## [Problem requirements]
Each record must appear in your answer exactly as it does below.

-- Exercise data follows --

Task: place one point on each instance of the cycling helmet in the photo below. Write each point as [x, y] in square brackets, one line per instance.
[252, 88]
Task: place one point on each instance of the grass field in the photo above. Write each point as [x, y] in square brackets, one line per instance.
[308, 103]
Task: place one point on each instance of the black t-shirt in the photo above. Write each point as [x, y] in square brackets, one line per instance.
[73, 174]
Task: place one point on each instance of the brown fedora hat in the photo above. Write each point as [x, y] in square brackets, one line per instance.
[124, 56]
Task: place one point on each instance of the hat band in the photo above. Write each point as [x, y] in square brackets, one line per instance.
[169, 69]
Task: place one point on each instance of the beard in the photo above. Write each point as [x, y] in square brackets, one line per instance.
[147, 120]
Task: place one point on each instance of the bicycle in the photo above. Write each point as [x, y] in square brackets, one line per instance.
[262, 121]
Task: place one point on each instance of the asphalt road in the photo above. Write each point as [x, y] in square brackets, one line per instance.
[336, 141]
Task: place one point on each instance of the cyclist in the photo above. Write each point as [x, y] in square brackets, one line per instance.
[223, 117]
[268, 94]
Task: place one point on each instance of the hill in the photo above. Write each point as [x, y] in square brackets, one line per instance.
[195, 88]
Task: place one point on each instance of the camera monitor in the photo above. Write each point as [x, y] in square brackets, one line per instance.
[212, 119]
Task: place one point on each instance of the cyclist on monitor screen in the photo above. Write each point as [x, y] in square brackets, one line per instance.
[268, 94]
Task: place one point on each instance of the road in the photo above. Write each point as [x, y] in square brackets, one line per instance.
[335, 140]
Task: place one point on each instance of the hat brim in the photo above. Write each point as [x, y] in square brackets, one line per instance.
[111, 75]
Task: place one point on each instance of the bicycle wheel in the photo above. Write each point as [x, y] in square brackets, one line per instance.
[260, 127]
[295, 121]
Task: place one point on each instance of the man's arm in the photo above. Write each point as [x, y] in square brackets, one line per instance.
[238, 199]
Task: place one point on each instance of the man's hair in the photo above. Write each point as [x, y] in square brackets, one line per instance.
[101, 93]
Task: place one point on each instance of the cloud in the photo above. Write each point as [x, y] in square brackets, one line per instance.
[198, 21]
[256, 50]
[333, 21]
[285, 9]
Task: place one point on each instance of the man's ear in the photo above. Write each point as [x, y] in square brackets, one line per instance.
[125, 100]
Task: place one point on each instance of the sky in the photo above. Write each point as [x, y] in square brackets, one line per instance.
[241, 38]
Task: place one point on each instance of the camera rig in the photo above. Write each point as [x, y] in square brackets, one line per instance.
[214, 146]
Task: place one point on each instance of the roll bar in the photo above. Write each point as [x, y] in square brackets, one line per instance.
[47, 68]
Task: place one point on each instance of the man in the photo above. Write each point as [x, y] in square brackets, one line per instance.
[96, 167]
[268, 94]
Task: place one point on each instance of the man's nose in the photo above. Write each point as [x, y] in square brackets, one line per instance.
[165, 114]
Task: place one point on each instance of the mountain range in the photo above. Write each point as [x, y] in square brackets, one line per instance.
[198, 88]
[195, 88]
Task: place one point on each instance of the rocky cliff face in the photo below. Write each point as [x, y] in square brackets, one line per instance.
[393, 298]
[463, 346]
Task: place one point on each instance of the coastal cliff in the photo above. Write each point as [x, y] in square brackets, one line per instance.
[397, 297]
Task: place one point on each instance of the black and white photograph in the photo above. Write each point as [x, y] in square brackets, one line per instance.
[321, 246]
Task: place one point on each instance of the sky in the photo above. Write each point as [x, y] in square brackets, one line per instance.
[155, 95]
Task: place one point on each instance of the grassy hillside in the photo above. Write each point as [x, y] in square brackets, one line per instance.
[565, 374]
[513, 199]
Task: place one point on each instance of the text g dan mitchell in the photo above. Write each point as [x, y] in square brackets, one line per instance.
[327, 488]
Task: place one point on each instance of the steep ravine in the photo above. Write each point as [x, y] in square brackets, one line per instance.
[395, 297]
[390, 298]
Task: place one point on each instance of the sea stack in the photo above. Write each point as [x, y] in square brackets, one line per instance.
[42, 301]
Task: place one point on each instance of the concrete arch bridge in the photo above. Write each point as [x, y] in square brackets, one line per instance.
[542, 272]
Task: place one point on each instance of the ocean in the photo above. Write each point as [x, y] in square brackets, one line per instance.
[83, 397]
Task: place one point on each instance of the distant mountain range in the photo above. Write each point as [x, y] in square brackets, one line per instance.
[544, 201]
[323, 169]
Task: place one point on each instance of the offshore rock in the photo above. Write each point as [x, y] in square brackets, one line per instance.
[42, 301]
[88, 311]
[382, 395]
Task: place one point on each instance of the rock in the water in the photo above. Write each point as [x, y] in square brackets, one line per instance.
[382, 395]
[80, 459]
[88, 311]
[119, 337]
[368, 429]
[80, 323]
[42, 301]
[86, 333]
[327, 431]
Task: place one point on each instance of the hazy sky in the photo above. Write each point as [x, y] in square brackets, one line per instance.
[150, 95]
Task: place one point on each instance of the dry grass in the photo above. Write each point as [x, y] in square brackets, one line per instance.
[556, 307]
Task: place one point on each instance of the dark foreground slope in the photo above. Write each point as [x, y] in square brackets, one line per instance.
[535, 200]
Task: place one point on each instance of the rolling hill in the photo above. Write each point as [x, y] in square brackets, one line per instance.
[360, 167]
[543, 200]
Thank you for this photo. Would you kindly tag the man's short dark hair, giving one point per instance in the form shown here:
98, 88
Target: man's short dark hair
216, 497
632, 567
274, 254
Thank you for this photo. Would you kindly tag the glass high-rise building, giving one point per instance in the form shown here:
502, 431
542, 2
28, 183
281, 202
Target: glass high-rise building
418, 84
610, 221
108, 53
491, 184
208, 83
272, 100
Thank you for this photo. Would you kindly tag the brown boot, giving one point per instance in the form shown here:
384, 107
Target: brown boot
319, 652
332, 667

-- Exercise data concluded --

## [Your response]
Task: place one point on each instance of the cycling helmet in the photo below. Write each point as [x, y] in square brackets, one line per instance.
[252, 88]
Task: place one point on each instance of the grass field in the photo above. Write each point as [x, y] in square brackets, one line per instance.
[308, 103]
Task: place one point on each instance of the black t-shirt in the photo above. Write each point as [x, y] in square brackets, one line per instance.
[73, 174]
Task: place one point on each instance of the brown fedora hat in the photo above. Write each point as [x, y] in square brackets, one line per instance.
[124, 56]
Task: place one point on each instance of the hat band in the photo above. Write each point as [x, y] in square brackets, one line per instance.
[169, 69]
Task: place one point on each instance of the beard in the photo above. Write each point as [x, y] in square brackets, one line per instance.
[147, 120]
Task: place one point on each instance of the bicycle in the photo above. Write each point as [x, y] in square brackets, one line per instance.
[262, 121]
Task: place one point on each instance of the asphalt road in the photo above. Write each point as [x, y] in square brackets, one line per instance.
[336, 141]
Task: place one point on each instance of the cyclist in the photo above. Write each point as [x, y] in square brackets, one line per instance.
[223, 117]
[268, 94]
Task: place one point on each instance of the hill in the photo above. Write each point as [x, y] in square brackets, one line per instance.
[195, 88]
Task: place one point on each instance of the camera monitor in the photo above. Write each point as [x, y] in square brackets, one line per instance.
[212, 119]
Task: place one point on each instance of the cyclist on monitor screen in the photo above. Write each point as [x, y] in square brackets, one line per instance.
[268, 94]
Task: place one point on each instance of the road in the photo above. Write each point as [x, y] in square brackets, one line per instance.
[335, 140]
Task: place one point on each instance of the hat brim in the photo above. Write each point as [x, y] in square brackets, one line per instance.
[111, 75]
Task: place one point on each instance of the bicycle wheel in the photo above. Write each point as [x, y] in square brackets, one line per instance.
[260, 127]
[295, 121]
Task: place one point on each instance of the man's arm in the photo above. Write each point as [x, y] in square brackets, one line per instance.
[238, 199]
Task: place one point on each instance of the man's hair in the photo above. Write each point as [x, y] in square brackets, one line per instance.
[101, 93]
Task: place one point on each instance of the cloud in the photo above. Write each point as [x, y] in square brackets, one line per instance.
[198, 21]
[256, 50]
[333, 21]
[285, 9]
Task: place one point on each instance of the man's ear in the photo above. Write each point as [x, y] in square brackets, one line per instance.
[125, 100]
Task: place one point on each instance of the sky in the photo above. Write each point as [x, y] in square brackets, one line per instance.
[241, 38]
Task: place one point on each instance of the camera rig in the photo above. Write each point as [x, y] in square brackets, one line per instance.
[214, 146]
Task: place one point on each instance of the roll bar in the photo above. Write each point as [x, y] in square brackets, one line per instance.
[47, 68]
Task: place one point on each instance of the man in the photo above. Write each point as [x, y] in square brackets, one line per instance.
[96, 167]
[268, 94]
Task: place one point on each instance of the man's nose in the photo above. Write each point as [x, y] in square brackets, one line per instance.
[165, 114]
Task: place one point on each instance of the mountain range in the photo above. Write each point as [x, y] in square brackets, one line per instance.
[198, 88]
[195, 88]
Task: place one point on each instance of the rocky cliff face in the photo below. Write each point as [x, y] in square brackets, one line per instance.
[393, 298]
[463, 346]
Task: place one point on each instance of the coastal cliff in the photo above. Write each point as [x, y] in square brackets, one line per instance.
[397, 297]
Task: place one point on each instance of the black and white photograph in the photo above. Write each point as [x, y] in square brackets, one line per instance.
[321, 246]
Task: place one point on each instance of the sky in the photo above. Write each point as [x, y] in square brackets, one line per instance.
[155, 95]
Task: place one point on each instance of the grassy hillside in the photo above. Write each point as [x, y] in square brackets, one line per instance.
[565, 374]
[513, 199]
Task: place one point on each instance of the text g dan mitchell in the photo above. Write each point as [x, y] in square brackets, one line per instance.
[327, 488]
Task: place one point on each instance of the steep ravine in the photo above. Write each point as [x, y] in square brackets, one line per instance.
[395, 297]
[390, 298]
Task: place one point on each instance of the sea stack in the photo above. Write each point as [x, y] in square brackets, one line per instance.
[42, 301]
Task: place one point on each instance of the concrete arch bridge in the photo above. Write each point as [x, y] in square brackets, one line per instance.
[542, 272]
Task: place one point on each instance of the ocean in the photo above. Write each point as [x, y] in square brackets, one line per instance.
[83, 397]
Task: place one point on each instance of the distant mountain range in the photo above. Write each point as [x, y] in square brackets, one line per instance.
[544, 201]
[323, 169]
Task: place one point on each instance of the offshore rock in the photo above. Write each point as [x, y] in square brackets, one line per instance.
[42, 301]
[88, 311]
[382, 395]
Task: place one point on each instance of the rock in the water in the photo above. Write each point as [x, y] in square brackets, one line per instance.
[382, 395]
[80, 459]
[88, 311]
[119, 337]
[368, 429]
[80, 323]
[42, 301]
[86, 333]
[327, 431]
Task: place one point on each instance of the hazy sky in the photo above. Write each point as [x, y] in square brackets, one line per instance.
[150, 95]
Task: place one point on each instance of the dry grass in the photo above. Write each point as [x, y] in square brackets, one line per instance.
[556, 307]
Task: place one point on each instance of the dark foreground slope in the photo above. Write each point as [x, y] in square brackets, one line per instance.
[535, 200]
Task: place one point on each instance of the rolling hill in the photo above. Write each point as [x, y] in square brackets, one line per instance.
[360, 167]
[543, 200]
Thank you for this photo. Would you kindly tag the man's short dark hair, giving one point per instance in the form shown here:
98, 88
Target: man's short dark hair
216, 497
632, 567
274, 254
Thank you for this photo. Would you kindly tag the glass high-rise building, giving one point per instance in the form shown here:
502, 431
542, 2
28, 183
281, 202
Target: glass high-rise building
418, 84
610, 221
108, 53
491, 184
208, 83
272, 100
Thank you for this photo. Would you kindly tag the brown boot, giving one point per instance in the form shown here:
384, 107
Target: brown boot
319, 652
332, 667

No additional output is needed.